→ HOW TO COMPLETE THIS TASK: All entries below are to be returned in full, exactly as they stand.

→ GIVEN DATA:
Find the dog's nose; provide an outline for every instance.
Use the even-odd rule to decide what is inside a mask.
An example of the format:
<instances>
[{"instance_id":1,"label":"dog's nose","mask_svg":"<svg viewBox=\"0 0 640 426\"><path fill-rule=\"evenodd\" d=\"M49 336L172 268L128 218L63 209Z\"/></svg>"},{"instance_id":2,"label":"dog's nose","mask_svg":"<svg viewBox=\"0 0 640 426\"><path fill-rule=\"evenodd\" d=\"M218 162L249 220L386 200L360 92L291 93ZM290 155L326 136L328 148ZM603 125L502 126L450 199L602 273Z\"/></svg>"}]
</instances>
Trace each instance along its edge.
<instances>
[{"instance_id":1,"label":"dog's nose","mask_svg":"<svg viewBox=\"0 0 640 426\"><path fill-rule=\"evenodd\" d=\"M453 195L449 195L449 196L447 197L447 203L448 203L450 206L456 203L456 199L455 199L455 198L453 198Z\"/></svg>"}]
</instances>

→ SOLUTION BELOW:
Find the dog's nose; provide an outline for every instance.
Use the even-odd rule to decide what is inside a mask.
An example of the format:
<instances>
[{"instance_id":1,"label":"dog's nose","mask_svg":"<svg viewBox=\"0 0 640 426\"><path fill-rule=\"evenodd\" d=\"M49 336L172 268L128 218L63 209Z\"/></svg>"},{"instance_id":2,"label":"dog's nose","mask_svg":"<svg viewBox=\"0 0 640 426\"><path fill-rule=\"evenodd\" d=\"M218 162L249 220L386 200L360 92L291 93ZM290 155L326 136L328 148ZM603 125L502 126L450 199L602 273Z\"/></svg>"}]
</instances>
Trace each instance along its edge.
<instances>
[{"instance_id":1,"label":"dog's nose","mask_svg":"<svg viewBox=\"0 0 640 426\"><path fill-rule=\"evenodd\" d=\"M453 195L449 195L449 196L447 197L447 203L448 203L450 206L456 203L456 199L455 199L455 198L453 198Z\"/></svg>"}]
</instances>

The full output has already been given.